On peut en effet constater une convergence entre les jeux de hasard et d’argent avec beaucoup de jeux casual. Des mécanismes de casino sont appropriés par ces jeux qui cherchent un modèle économique leur permettant d’extraire de l’argent des joueurs·euses sans avoir à leur faire payer un prix d’entrée ou un abonnement. On a toujours cette idée que le jeu étant facultatif, il devrait être gratuit — ce qui renvoie à notre rapport compliqué au temps libre et aux activités de loisir qui sont supposées ne rien valoir. Beaucoup de gens répugnent donc profondément à payer pour un jeu, en tout cas pour l’acheter. Mais payer dans le jeu, ou payer pour continuer à jouer comme le proposent certains jeux, c’est moins problématique. Les studios mainstream l’ont bien compris !
C’est pourquoi ils proposent d’une part l’importation des techniques de design du casino : forts stimulis visuels et sonores, signalement de la victoire de même intensité quel que soit le gain — donc qui donne l’impression d’avoir énormément gagné qu’on ait reçu 300 euros ou trente centimes -, dissociation entre l’argent payé et son équivalent dans le jeu (un euro est converti en 100 « gemmes » ou 10 « points »), ce qui fait perdre le fil des dépenses aux joueurs-euses…
De manière globale, on assiste dans le JV à un phénomène de « gamblification » (de l’anglais to gamble : jouer aux jeux de casino), c’est-à-dire de l’intégration de mécanismes des jeux de hasard et d’argent dans les jeux, en particulier les jeux casual et les jeux en ligne free-to-play (c’est-à-dire dont l’utilisation est a priori gratuite). D’autre part, on observe une similarité dans le modèle économique qui s’appuie sur la forte contribution d’une petite minorité de joueur·ses, souvent concerné-es par des formes d’addiction qu’on appelle les « baleines ». Ce sont des joueurs prêts à dépenser de grande quantité d’argent réel dans des jeux vidéo disposant de microtransactions.

• • • •

CONSIGNES DE TRAVAIL
1) Recopiez le passage du texte sur la gamblification qui va de « On peut en effet » jusqu'à « bien compris ! ».
2) Répondez brièvement à ces questions sur le texte sur la gamblification.
(a) À quoi beaucoup de gens répugnent-ils profondément ?
(b) En quoi un euro est-il converti dans l'exemple donné ?
(c) Quel nom donne-t-on à la petite minorité de joueurs qui contribue fortement au modèle économique ?
La liste n'a aucun rôle à jouer ici.

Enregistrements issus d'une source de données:
• • • •

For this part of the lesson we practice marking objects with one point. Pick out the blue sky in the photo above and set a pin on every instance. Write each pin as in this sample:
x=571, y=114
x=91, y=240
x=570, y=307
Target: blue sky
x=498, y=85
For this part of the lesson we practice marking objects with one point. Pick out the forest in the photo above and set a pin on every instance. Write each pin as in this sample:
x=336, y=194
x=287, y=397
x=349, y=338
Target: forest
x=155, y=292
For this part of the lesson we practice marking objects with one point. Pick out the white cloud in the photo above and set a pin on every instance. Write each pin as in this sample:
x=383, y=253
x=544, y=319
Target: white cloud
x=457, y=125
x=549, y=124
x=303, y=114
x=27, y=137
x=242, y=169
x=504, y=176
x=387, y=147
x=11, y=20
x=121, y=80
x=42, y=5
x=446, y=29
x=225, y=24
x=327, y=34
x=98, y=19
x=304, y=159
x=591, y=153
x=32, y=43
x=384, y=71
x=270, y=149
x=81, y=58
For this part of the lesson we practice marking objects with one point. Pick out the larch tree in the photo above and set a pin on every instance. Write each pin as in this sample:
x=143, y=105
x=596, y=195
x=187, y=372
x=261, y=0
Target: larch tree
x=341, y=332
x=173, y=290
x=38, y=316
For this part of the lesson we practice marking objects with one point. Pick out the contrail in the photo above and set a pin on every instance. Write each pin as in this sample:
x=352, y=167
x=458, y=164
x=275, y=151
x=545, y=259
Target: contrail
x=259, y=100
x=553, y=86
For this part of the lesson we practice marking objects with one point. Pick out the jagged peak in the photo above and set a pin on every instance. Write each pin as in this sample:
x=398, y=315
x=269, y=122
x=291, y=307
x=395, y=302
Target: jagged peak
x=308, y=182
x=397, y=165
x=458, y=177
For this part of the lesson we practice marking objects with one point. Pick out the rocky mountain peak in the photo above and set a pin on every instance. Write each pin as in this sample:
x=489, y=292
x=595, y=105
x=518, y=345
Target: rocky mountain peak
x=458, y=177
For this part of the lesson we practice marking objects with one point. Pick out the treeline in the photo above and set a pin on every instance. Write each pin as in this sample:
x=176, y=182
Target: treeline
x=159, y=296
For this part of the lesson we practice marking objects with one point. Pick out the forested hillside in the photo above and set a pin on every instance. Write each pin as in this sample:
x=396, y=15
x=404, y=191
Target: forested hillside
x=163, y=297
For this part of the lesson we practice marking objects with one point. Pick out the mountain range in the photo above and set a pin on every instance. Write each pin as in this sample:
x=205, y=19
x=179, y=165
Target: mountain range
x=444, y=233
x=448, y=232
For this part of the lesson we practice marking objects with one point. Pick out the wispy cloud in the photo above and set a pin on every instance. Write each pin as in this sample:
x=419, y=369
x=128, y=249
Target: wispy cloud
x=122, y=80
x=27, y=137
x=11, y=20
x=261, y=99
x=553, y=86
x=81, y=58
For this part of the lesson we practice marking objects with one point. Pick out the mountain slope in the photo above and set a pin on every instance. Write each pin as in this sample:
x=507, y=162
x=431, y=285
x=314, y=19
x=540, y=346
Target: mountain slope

• • • •

RÉPONSES SUCCESSIVES
1)
On peut en effet constater une convergence entre les jeux de hasard et d’argent avec beaucoup de jeux casual. Des mécanismes de casino sont appropriés par ces jeux qui cherchent un modèle économique leur permettant d’extraire de l’argent des joueurs·euses sans avoir à leur faire payer un prix d’entrée ou un abonnement. On a toujours cette idée que le jeu étant facultatif, il devrait être gratuit — ce qui renvoie à notre rapport compliqué au temps libre et aux activités de loisir qui sont supposées ne rien valoir. Beaucoup de gens répugnent donc profondément à payer pour un jeu, en tout cas pour l’acheter. Mais payer dans le jeu, ou payer pour continuer à jouer comme le proposent certains jeux, c’est moins problématique. Les studios mainstream l’ont bien compris !

2)
(a) À payer pour un jeu, en tout cas pour l'acheter.
(b) En 100 « gemmes » ou 10 « points ».
(c) Les « baleines ».